Set task: Reproduce part of the phone review word for word, starting with "2c) Text Entry/Edit." and going on through "2d) Software. Meh.".

Article:
□ □ □
Usability features are good. A third-party app let me easily make a custom ring tone. But AT&T doesn't have the reliability of coverage that I was getting with Verizon. Of course, folks who hang out in different places, may get different results. But the A-number-1 function of a phone, for me, is so that [livejournal.com profile] kestrell can reach me in an emergency. So this is a pretty serious mark-down.

2) Ebook Editor. Meh.
I really like reading ebooks on my phone. But many of the books I read are scanned, and need corrections. I also like to write on my phone (and am writing this review on it!). So I don't just need a reader, but a robust editor as well. This actually divides up into many subcategories.
2a) Storage. Excellent.
This is the main reason I went with the iPhone, 16 GB of onboard storage. My old phone had an SD card, but if you use it as much as I did, those cards wear out and start corrupting files after about six months, which is clearly unacceptable. I currently keep about 300 MB of documents on my phone, and I expect that number to keep going up. The iPhone is the only one on the market that has enough built-in storage.
2b) Battery Life. Meh.
While the iPhone's battery is plenty good enough for the average user, I'm not that. When being used near-constantly, as, say, at a convention, the battery won't last out the day. I get paranoid when phone batteries run low, as reliability ( in all senses) is important to me. I solved this problem with third party hardware. There are several different iPhone battery extenders on the market, which shows that I am not alone in considering it a problem. I got the most powerful one, a Fastmac ($99), which in hindsight may have been overkill. On the other hand, it can be used to charge other USB devices, and has a potent flashlight built in, so those are fun.
2c) Text Entry/Edit. Average.
Lack of a tactile keyboard is annoying. The software one does work pretty well. Many typos get mitigated by an autocorrection system, which is usually correct (though it does have a baffling desire to replace "or" with "o'r"). Moving the selection point is a bit harder with a finger than with a stylus. The methods for selecting arbitrary blocks of text still sort eludes me in practice, though the theory is simple enough.
2d) Software. Meh.
□ □ □
Listing:
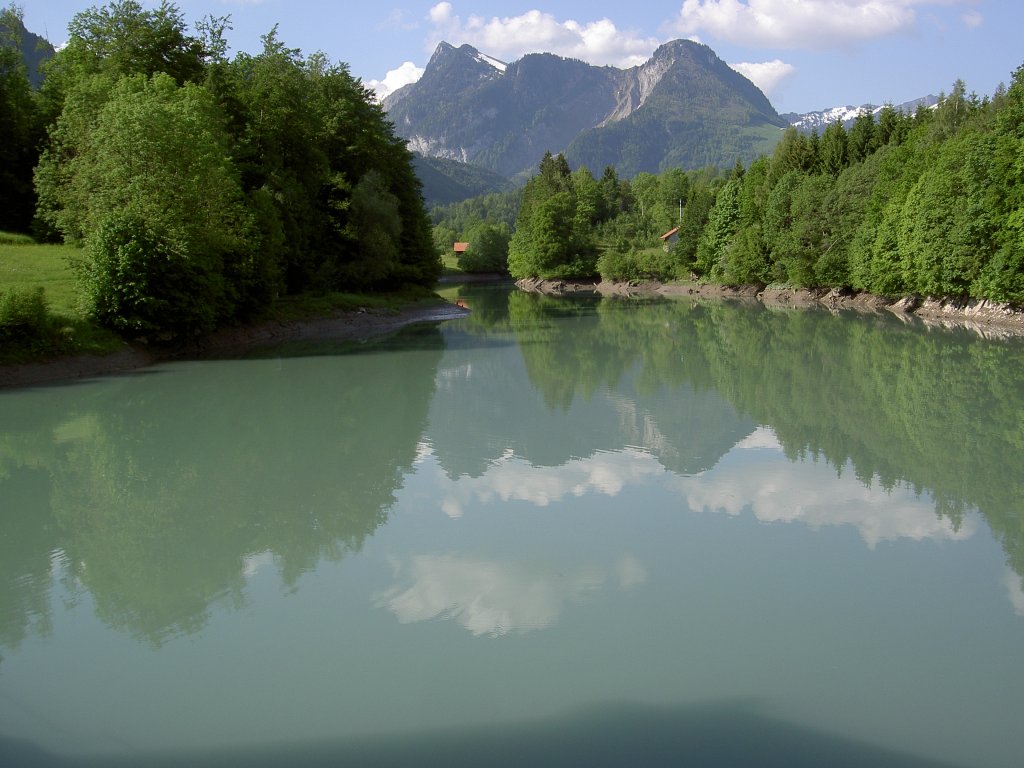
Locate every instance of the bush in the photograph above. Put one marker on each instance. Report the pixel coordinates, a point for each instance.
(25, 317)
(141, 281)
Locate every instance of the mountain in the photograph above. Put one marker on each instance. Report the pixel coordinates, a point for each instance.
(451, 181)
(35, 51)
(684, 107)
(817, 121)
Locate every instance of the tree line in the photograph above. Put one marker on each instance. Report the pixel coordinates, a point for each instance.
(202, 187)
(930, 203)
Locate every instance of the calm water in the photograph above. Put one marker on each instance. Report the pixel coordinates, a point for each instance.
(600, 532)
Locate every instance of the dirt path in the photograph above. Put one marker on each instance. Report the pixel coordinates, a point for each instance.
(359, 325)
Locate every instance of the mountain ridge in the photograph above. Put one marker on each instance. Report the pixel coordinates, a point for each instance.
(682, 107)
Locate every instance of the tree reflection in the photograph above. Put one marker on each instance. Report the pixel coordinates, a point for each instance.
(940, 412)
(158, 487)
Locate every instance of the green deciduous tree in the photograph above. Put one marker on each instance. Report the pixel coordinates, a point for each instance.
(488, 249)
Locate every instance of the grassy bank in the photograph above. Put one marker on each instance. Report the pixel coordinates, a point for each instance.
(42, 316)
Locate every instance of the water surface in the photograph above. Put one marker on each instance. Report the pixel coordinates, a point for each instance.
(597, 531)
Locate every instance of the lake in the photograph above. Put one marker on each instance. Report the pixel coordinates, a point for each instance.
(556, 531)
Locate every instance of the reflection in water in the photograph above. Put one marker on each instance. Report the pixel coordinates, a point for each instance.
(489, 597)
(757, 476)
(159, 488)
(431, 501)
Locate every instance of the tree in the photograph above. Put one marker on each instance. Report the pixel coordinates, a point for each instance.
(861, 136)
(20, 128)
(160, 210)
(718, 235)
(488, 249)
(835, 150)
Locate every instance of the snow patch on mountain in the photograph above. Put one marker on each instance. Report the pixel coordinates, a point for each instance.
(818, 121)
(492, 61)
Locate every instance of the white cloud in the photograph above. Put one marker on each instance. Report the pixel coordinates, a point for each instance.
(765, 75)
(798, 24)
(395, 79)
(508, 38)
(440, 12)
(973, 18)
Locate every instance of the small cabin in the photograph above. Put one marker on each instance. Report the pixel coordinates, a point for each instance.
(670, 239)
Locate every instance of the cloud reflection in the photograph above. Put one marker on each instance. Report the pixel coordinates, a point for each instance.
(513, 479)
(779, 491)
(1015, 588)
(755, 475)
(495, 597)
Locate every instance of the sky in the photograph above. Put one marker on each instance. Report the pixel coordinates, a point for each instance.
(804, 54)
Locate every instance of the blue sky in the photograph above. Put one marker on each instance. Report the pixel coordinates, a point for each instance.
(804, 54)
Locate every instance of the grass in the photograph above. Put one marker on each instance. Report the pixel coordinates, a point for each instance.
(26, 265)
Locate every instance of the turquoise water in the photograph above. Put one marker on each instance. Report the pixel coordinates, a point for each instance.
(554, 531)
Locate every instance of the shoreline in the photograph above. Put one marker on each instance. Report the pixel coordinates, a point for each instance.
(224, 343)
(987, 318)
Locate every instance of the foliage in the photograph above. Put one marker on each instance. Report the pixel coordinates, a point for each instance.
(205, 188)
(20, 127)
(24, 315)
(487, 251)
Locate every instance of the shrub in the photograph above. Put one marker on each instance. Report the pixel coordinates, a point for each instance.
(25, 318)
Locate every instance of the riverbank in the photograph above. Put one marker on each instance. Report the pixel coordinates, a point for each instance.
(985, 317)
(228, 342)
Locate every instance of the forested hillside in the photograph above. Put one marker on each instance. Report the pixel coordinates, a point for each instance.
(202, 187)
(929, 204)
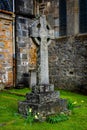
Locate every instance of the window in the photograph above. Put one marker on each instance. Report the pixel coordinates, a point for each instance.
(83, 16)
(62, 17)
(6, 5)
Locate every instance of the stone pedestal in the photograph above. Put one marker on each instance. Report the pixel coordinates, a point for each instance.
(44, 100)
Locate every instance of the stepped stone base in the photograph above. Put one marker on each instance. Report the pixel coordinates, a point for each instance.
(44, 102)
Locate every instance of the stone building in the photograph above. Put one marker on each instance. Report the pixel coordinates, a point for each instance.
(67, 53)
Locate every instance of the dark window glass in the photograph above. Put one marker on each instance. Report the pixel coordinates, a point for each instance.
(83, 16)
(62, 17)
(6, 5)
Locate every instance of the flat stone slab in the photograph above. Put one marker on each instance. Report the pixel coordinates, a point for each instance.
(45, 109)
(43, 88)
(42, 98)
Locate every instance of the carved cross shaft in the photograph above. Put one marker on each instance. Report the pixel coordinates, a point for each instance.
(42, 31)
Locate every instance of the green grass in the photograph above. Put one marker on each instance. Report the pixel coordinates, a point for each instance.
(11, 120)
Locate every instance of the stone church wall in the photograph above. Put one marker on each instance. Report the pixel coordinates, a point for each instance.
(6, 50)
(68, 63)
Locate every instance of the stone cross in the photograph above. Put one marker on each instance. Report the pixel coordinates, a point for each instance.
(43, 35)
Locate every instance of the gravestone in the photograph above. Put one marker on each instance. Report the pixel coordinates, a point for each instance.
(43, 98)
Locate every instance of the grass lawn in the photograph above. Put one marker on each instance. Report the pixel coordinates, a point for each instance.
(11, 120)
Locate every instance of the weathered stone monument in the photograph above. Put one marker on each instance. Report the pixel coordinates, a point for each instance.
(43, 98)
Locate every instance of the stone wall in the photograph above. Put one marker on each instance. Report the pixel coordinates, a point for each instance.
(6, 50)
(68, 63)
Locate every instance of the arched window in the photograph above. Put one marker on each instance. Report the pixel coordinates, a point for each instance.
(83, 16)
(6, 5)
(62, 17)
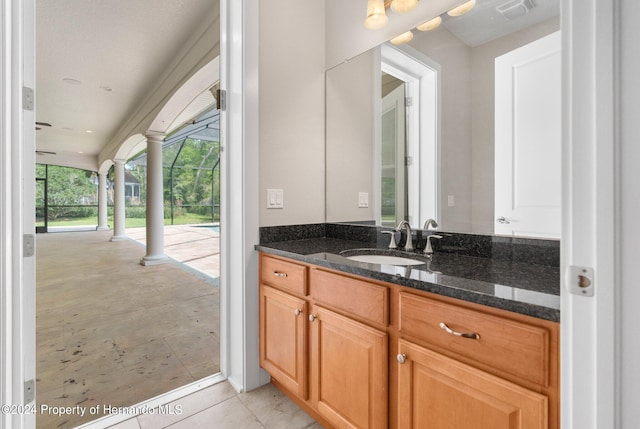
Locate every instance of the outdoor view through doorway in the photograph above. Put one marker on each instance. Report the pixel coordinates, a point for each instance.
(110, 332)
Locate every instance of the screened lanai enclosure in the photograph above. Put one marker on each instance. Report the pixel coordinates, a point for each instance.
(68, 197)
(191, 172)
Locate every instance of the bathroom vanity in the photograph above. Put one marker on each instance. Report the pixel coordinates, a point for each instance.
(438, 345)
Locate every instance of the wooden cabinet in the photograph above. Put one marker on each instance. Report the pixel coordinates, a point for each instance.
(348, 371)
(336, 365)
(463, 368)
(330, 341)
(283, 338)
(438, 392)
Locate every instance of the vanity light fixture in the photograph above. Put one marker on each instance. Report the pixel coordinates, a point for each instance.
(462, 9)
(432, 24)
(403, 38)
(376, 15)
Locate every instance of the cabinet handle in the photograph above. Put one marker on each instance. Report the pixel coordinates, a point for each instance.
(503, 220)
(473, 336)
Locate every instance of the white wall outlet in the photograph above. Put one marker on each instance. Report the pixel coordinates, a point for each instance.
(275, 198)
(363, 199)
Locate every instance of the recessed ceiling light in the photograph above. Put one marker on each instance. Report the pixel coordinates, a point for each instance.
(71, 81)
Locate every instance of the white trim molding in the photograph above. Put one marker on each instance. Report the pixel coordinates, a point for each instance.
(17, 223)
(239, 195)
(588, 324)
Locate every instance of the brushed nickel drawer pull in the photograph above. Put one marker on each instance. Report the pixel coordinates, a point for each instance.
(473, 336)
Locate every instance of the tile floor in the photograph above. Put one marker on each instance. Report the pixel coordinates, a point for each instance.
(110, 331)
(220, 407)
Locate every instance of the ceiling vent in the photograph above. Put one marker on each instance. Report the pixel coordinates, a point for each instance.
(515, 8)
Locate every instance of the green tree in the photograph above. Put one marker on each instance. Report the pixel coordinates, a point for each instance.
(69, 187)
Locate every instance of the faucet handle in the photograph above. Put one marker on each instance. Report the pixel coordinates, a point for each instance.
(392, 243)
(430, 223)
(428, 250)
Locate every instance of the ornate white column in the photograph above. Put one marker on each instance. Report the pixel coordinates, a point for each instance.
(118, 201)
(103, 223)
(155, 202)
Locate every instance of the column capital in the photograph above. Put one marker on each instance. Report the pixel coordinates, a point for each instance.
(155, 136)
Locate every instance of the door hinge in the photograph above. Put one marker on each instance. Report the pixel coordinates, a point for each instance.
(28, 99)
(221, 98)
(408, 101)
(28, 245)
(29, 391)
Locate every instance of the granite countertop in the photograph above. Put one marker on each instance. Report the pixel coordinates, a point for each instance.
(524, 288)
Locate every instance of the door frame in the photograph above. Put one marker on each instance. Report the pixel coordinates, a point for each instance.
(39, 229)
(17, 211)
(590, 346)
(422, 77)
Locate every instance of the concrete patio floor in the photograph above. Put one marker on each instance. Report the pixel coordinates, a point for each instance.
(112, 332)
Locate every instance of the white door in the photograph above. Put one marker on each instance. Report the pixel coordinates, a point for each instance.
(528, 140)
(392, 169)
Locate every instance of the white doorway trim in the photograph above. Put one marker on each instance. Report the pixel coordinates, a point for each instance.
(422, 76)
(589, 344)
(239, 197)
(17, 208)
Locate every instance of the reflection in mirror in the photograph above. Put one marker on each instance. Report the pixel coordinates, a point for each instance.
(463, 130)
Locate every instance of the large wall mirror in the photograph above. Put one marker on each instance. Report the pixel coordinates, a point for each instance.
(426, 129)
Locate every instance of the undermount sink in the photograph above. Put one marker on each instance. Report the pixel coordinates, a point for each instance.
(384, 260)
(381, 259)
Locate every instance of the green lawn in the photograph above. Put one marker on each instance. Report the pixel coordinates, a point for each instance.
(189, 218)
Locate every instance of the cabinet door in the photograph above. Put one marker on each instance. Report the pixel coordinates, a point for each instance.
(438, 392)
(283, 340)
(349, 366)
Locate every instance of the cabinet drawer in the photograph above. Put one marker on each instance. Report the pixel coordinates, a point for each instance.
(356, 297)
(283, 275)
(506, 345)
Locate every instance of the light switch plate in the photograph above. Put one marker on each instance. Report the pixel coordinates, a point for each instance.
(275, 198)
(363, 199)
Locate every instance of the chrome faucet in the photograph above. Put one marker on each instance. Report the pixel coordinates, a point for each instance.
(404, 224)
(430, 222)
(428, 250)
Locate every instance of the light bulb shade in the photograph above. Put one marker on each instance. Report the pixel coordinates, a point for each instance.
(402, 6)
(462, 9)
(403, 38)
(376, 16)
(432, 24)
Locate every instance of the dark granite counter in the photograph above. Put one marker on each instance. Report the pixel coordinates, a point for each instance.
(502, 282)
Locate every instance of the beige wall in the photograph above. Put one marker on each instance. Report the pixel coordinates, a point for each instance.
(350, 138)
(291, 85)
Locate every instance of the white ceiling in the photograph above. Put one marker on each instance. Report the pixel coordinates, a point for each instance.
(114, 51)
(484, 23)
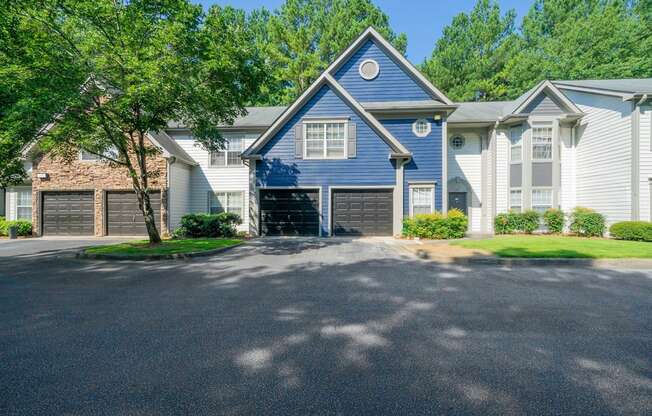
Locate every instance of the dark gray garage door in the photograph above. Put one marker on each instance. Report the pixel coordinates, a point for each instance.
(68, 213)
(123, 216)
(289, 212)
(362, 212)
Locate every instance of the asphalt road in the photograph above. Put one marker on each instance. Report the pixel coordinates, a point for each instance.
□ □ □
Output of the exercise:
2c) Text Entry/Edit. Average.
Lack of a tactile keyboard is annoying. The software one does work pretty well. Many typos get mitigated by an autocorrection system, which is usually correct (though it does have a baffling desire to replace "or" with "o'r"). Moving the selection point is a bit harder with a finger than with a stylus. The methods for selecting arbitrary blocks of text still sort eludes me in practice, though the theory is simple enough.
2d) Software. Meh.